* BEGIN Passage to read *

Beaufort County ( ) is a county in the U.S. state of South Carolina. As of the 2020 census, its population was 187,117. Its county seat is Beaufort and its largest town is Hilton Head Island.

Beaufort County is part of the Hilton Head Island–Bluffton, SC Metropolitan Statistical Area. It is one of the South's fastest-growing counties, primarily because of development south of the Broad River clustered along the U.S. Highway 278 corridor. The county's northern portions have also grown steadily, due in part to the strong federal military presence around the city of Beaufort. The county's two portions are connected by the Broad River Bridge, which carries South Carolina Highway 170. Beaufort County has been identified as the most at-risk county in the contiguous United States for combined damage from climate change in the medium term.

History

From the early days of plantations, African slaves outnumbered the European minority in the colony. The plantations on the Sea Islands had large concentrations of slaves, and frequently limited interaction with whites. The islands were sites of the development of the Gullah culture, which preserved elements from a variety of West African roots; the people also developed the Gullah language, a creole language. The county was majority black nearly to the mid-20th century.

Union troops took control of Beaufort County and occupied the area beginning in 1861. Many slaves escaped and went to Union lines. In some cases, planters had moved inland for refuge, leaving their slaves on the Sea Islands. Slaves began to organize schools and other parts of their communities early in the war in this county, especially on the islands. The Army founded Mitchellville on Hilton Head by March 1863 as a village where blacks could practice self-governance, and in 1865 it had 1500 residents. After the war, the Drayton family reclaimed this land for its use. In some cases, the Union Army allocated plots for blacks for housing and cultivating crops.

When freedmen were granted citizenship and the franchise after the American Civil War by constitutional amendments, most joined the Republican Party. Although not the only black majority state, South Carolina was the only southern state during Reconstruction to elect a black majority of representatives to the state legislature. Beaufort County had many prominent black leaders, such as Robert Smalls, Jonathan Jasper Wright, William James Whipper, Julius I. Washington, and Thomas E. Miller.

Increasing violence during election campaigns in the state from 1868 on was used by white insurgents and paramilitary groups to suppress black voting; results were also dependent on fraud. In 1876, the Democrats regained control of the state legislature and governor's office, although results were disputed. While black Republicans continued to be elected to local office in Beaufort County and other areas through the next decades, in 1895 the Democrat-dominated state legislature passed a new constitution that effectively disfranchised most blacks through making voter registration and voting more difficult. They were excluded from the political system and kept in second-class status for decades. In 1903 the county "was reported to have 3,434 literate black males to 927 whites," but due to the discriminatory practices, nearly all blacks were barred from voting.

* END Passage to read *

- _Requirement a_
According to the Beaufort County passage, what bridge connects the county's two portions?
The text and the listing were taken from separate sources.

* BEGIN Record excerpts *

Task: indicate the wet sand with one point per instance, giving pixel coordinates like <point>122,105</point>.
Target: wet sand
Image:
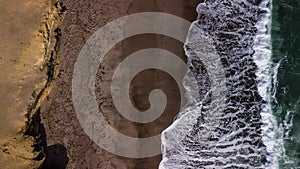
<point>83,18</point>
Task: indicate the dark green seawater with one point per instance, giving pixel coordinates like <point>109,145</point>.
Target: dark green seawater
<point>286,89</point>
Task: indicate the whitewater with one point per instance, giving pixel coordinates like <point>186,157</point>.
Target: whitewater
<point>228,121</point>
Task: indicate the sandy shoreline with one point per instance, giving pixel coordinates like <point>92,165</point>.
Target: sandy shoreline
<point>62,127</point>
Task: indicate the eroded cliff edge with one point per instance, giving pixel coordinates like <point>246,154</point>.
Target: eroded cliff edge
<point>29,63</point>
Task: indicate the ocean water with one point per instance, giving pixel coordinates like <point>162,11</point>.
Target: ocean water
<point>244,110</point>
<point>286,79</point>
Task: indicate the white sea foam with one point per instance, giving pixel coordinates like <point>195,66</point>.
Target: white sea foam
<point>212,145</point>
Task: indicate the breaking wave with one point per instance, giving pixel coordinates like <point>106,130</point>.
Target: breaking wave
<point>228,121</point>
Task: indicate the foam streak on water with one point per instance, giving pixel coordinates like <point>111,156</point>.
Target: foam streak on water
<point>228,123</point>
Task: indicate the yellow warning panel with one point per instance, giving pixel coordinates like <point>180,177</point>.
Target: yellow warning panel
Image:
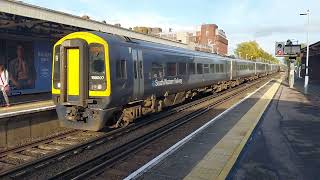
<point>73,71</point>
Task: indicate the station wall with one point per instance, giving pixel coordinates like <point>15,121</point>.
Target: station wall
<point>28,63</point>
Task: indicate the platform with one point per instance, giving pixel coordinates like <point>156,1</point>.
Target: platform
<point>26,108</point>
<point>286,144</point>
<point>212,150</point>
<point>21,122</point>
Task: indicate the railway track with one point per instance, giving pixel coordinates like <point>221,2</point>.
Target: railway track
<point>68,145</point>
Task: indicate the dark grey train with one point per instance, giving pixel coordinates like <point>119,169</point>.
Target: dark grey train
<point>101,79</point>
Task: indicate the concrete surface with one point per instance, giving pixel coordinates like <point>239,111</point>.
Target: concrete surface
<point>206,155</point>
<point>286,144</point>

* END Record excerpts *

- _Requirement b_
Edit the listing lines between the one holding "Task: indicate the station" and the one holding "<point>28,63</point>", inclusive: swap "station wall" for "brick wall" and leave everything else unchanged.

- _Exercise response a_
The Broad River Bridge, which carries South Carolina Highway 170.

- _Exercise response b_
Task: indicate the brick wall with one point per instance, giving pixel coordinates like <point>15,121</point>.
Target: brick wall
<point>28,63</point>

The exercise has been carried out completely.